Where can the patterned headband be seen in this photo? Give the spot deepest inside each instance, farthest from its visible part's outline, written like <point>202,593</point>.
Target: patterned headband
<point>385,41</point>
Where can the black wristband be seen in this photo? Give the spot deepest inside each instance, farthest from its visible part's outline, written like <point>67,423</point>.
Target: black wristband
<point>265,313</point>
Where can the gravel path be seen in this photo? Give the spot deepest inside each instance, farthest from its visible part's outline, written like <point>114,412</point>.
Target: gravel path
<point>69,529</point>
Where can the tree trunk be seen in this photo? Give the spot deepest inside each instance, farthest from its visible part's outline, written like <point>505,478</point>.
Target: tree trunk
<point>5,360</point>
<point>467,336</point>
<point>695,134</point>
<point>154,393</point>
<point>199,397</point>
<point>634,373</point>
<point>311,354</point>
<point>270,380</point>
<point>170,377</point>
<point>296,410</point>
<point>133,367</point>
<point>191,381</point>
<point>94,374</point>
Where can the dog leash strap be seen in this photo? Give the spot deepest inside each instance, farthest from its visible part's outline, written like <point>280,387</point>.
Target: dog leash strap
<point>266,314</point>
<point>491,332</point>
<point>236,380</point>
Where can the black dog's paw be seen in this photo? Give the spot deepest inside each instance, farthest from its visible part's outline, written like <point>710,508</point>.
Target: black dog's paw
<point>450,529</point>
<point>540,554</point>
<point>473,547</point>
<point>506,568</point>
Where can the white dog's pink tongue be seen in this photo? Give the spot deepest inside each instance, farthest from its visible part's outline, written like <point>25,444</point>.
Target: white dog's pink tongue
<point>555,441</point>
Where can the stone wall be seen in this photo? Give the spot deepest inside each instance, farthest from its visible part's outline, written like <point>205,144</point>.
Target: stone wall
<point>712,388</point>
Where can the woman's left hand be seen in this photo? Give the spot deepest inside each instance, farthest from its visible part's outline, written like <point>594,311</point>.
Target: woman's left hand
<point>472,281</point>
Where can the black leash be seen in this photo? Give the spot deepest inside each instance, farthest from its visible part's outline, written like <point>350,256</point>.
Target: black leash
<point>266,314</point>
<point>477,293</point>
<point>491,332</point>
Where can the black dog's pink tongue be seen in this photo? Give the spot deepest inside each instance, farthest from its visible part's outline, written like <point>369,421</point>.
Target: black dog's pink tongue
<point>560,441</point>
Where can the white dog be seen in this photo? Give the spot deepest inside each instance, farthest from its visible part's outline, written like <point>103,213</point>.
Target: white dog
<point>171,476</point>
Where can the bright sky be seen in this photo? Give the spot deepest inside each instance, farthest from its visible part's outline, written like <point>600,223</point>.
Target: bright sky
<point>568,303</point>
*****
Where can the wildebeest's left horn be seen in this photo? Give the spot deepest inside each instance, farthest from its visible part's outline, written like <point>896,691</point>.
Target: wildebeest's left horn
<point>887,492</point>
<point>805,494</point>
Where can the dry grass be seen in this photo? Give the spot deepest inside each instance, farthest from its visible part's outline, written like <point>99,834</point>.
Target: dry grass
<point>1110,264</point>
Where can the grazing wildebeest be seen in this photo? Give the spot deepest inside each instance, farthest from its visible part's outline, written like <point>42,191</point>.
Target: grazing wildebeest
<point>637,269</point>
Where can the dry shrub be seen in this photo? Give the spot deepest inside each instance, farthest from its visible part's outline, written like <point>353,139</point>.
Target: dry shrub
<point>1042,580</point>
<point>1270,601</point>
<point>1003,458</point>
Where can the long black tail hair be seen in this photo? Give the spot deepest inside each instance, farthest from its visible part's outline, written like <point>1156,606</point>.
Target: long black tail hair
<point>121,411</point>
*****
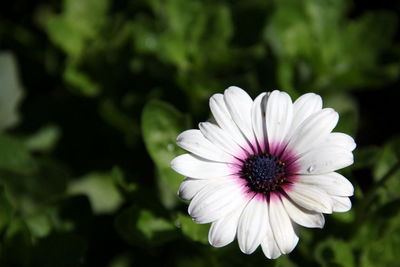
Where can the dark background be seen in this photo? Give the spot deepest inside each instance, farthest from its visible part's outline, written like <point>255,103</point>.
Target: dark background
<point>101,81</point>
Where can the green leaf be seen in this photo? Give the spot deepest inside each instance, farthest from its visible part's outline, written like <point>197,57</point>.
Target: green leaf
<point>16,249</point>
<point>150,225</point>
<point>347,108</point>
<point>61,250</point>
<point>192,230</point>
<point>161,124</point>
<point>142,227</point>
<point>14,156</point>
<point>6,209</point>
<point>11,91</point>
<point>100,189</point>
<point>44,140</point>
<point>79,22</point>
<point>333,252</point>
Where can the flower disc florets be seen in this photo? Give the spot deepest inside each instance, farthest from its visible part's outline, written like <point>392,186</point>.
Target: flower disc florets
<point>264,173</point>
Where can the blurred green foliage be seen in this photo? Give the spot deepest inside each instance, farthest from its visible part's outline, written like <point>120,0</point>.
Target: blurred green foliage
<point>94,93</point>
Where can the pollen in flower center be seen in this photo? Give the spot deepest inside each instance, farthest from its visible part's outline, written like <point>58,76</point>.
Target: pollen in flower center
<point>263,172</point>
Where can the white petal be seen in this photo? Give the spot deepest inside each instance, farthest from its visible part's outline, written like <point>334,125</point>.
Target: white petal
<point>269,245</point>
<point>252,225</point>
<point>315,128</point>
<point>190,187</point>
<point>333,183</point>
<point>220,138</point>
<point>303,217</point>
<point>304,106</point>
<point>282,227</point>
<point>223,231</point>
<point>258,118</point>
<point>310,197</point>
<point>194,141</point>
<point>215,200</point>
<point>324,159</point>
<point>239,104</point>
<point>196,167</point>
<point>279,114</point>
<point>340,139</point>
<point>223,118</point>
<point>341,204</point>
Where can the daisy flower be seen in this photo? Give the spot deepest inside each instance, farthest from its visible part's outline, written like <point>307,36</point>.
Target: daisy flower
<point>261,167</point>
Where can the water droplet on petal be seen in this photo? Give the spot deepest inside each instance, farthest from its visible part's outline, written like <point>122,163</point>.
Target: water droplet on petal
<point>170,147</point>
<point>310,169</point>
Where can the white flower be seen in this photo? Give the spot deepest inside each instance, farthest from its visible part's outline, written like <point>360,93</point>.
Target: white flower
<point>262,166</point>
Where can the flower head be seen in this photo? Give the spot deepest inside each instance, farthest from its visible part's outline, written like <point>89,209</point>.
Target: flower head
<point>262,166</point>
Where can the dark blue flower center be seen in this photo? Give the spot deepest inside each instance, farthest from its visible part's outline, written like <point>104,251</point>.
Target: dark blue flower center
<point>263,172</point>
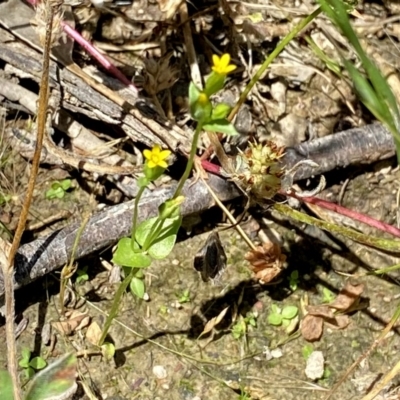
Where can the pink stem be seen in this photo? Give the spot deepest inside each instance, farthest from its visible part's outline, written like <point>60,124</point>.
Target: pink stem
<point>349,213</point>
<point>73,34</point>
*****
- EXERCISE DESCRIPTION -
All lines above from the one with "Where can the patterned" to the one with "Where can the tree", inclusive, should be copied exactly, and no other lines.

- RESPONSE TO THE EXERCISE -
Where can the patterned headband be seen in this photo? Give the spot deepest inside each instance, farthest from its visible part's outline, written like <point>202,593</point>.
Target: patterned headband
<point>385,41</point>
Where can the black wristband be seen in this photo? Give the spot deepest inside each instance, farthest from its visible part's outline, written like <point>67,423</point>.
Target: black wristband
<point>265,313</point>
Where can the gravel path be seen in this photo? Give the spot deepest inside each instance, farthest from its visible part's outline, written like <point>114,412</point>.
Target: gravel path
<point>69,529</point>
Where can the tree trunk be seen in this photo? Give the spot deepest inside each instance, farthest from its visible part's outline, written like <point>505,478</point>.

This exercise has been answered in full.